_YOUR INSTRUCTIONS_
Report each line of the records below that contains the string "painted", copying every such line in full.

_Rows from an object-pointing dataset_
▬▬▬▬▬▬▬▬▬▬
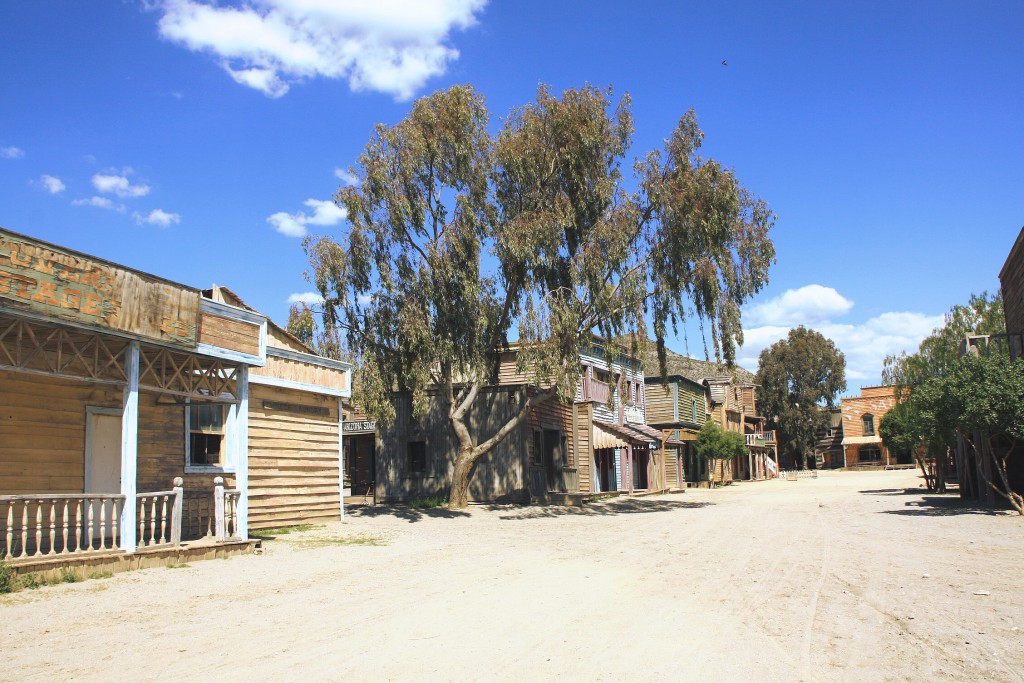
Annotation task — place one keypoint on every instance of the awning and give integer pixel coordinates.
(648, 433)
(607, 435)
(856, 440)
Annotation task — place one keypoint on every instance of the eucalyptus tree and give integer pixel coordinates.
(920, 382)
(800, 376)
(458, 240)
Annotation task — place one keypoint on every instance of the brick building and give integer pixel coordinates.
(861, 416)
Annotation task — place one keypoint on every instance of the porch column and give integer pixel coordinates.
(129, 451)
(341, 459)
(241, 441)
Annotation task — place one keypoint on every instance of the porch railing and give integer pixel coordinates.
(160, 516)
(43, 524)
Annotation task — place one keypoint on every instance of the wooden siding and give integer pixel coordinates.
(500, 475)
(659, 402)
(162, 449)
(226, 333)
(293, 459)
(84, 291)
(42, 438)
(297, 371)
(584, 445)
(1012, 286)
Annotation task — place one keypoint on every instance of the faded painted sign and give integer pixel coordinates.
(359, 427)
(47, 280)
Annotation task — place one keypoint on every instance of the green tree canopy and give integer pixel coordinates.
(800, 376)
(716, 443)
(458, 239)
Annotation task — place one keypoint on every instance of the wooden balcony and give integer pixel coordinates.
(597, 391)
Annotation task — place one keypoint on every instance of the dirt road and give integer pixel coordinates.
(851, 577)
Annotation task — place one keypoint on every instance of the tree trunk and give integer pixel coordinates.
(464, 462)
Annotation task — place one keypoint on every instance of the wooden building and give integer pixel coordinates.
(598, 442)
(694, 391)
(135, 410)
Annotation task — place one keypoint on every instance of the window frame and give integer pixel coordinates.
(226, 423)
(867, 424)
(410, 469)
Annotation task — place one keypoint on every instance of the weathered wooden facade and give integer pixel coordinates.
(861, 417)
(598, 442)
(136, 411)
(680, 404)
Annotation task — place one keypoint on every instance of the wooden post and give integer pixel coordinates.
(129, 451)
(176, 512)
(241, 455)
(218, 509)
(341, 459)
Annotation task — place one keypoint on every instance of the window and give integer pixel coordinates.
(868, 454)
(205, 424)
(868, 421)
(417, 457)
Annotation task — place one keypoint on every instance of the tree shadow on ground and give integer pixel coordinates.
(945, 506)
(916, 491)
(601, 509)
(402, 512)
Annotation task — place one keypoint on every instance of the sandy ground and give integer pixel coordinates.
(851, 577)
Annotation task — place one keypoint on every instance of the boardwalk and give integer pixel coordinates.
(848, 577)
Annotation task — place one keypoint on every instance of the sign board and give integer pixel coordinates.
(51, 282)
(322, 411)
(359, 427)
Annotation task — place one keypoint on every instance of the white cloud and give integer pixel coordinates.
(392, 46)
(865, 344)
(325, 212)
(110, 183)
(809, 304)
(347, 177)
(158, 217)
(308, 298)
(52, 184)
(99, 203)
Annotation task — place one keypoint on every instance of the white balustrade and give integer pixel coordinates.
(48, 525)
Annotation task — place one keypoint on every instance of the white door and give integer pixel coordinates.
(102, 467)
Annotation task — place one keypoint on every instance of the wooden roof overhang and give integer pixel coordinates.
(56, 350)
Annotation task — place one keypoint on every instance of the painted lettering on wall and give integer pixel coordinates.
(52, 282)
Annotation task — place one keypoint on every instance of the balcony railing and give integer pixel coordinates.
(598, 391)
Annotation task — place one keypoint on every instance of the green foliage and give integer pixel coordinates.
(925, 381)
(800, 376)
(428, 502)
(984, 394)
(717, 443)
(457, 238)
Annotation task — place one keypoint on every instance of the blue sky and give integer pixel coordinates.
(198, 139)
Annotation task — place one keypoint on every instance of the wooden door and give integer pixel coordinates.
(102, 453)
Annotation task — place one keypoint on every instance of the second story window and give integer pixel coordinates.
(868, 421)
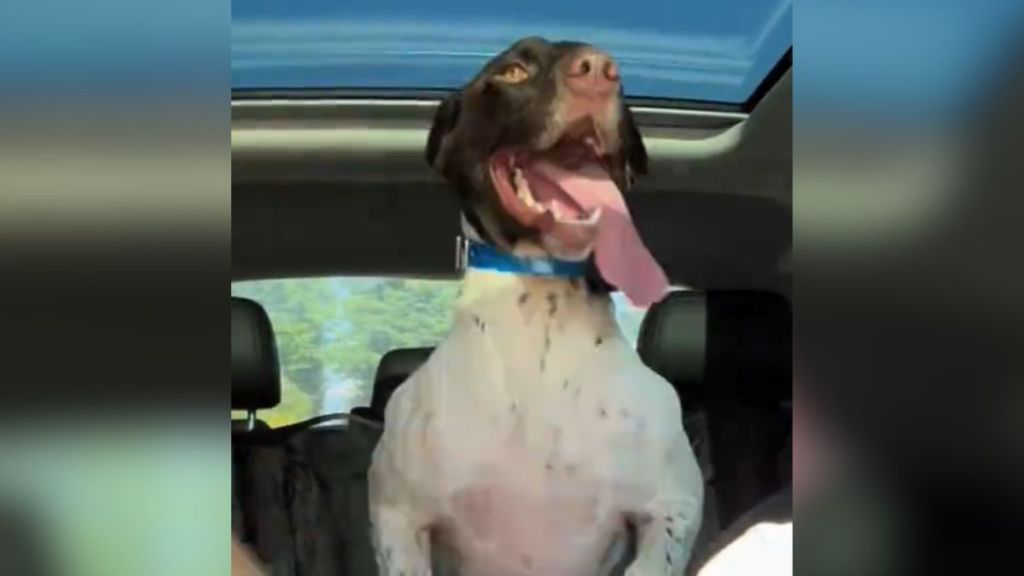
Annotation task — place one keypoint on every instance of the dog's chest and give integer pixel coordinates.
(538, 484)
(535, 496)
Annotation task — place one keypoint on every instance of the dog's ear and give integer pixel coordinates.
(636, 153)
(444, 121)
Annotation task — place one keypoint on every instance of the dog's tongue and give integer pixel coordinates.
(622, 257)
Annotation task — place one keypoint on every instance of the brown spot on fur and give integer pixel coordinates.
(552, 303)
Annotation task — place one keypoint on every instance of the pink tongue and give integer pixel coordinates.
(621, 254)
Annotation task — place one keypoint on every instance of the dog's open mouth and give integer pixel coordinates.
(559, 192)
(567, 194)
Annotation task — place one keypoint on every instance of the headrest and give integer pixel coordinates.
(393, 369)
(255, 372)
(733, 341)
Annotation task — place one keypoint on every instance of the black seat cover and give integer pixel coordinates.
(393, 369)
(729, 356)
(255, 370)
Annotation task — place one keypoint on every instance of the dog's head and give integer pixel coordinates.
(540, 147)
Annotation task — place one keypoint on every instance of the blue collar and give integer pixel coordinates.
(483, 256)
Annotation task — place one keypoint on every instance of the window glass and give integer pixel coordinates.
(332, 332)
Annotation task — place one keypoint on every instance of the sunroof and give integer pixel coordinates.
(712, 50)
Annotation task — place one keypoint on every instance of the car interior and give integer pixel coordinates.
(334, 183)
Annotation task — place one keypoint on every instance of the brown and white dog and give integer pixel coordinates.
(535, 441)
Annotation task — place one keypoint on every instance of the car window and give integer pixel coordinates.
(332, 332)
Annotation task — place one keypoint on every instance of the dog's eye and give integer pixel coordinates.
(512, 74)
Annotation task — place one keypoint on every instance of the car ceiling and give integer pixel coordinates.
(716, 215)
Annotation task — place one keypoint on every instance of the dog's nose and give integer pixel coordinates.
(592, 72)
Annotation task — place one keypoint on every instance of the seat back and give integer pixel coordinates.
(729, 356)
(255, 368)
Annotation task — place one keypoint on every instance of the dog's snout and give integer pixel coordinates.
(592, 72)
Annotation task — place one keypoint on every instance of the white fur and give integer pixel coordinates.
(528, 440)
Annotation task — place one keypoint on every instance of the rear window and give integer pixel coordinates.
(333, 331)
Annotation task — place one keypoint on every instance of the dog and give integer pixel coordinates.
(534, 440)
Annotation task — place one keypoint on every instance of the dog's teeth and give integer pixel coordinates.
(593, 216)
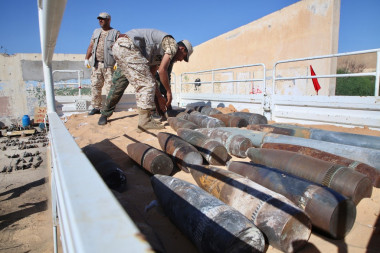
▬▬▬▬▬▬▬▬▬▬
_FULL ANSWER_
Annotation task — place one keypoint on every instance of the faded painted sign and give integer pixel coordinates.
Annotation task — place one keypoint on every instance of the painted lettering on wall and give integer pixel coordinates.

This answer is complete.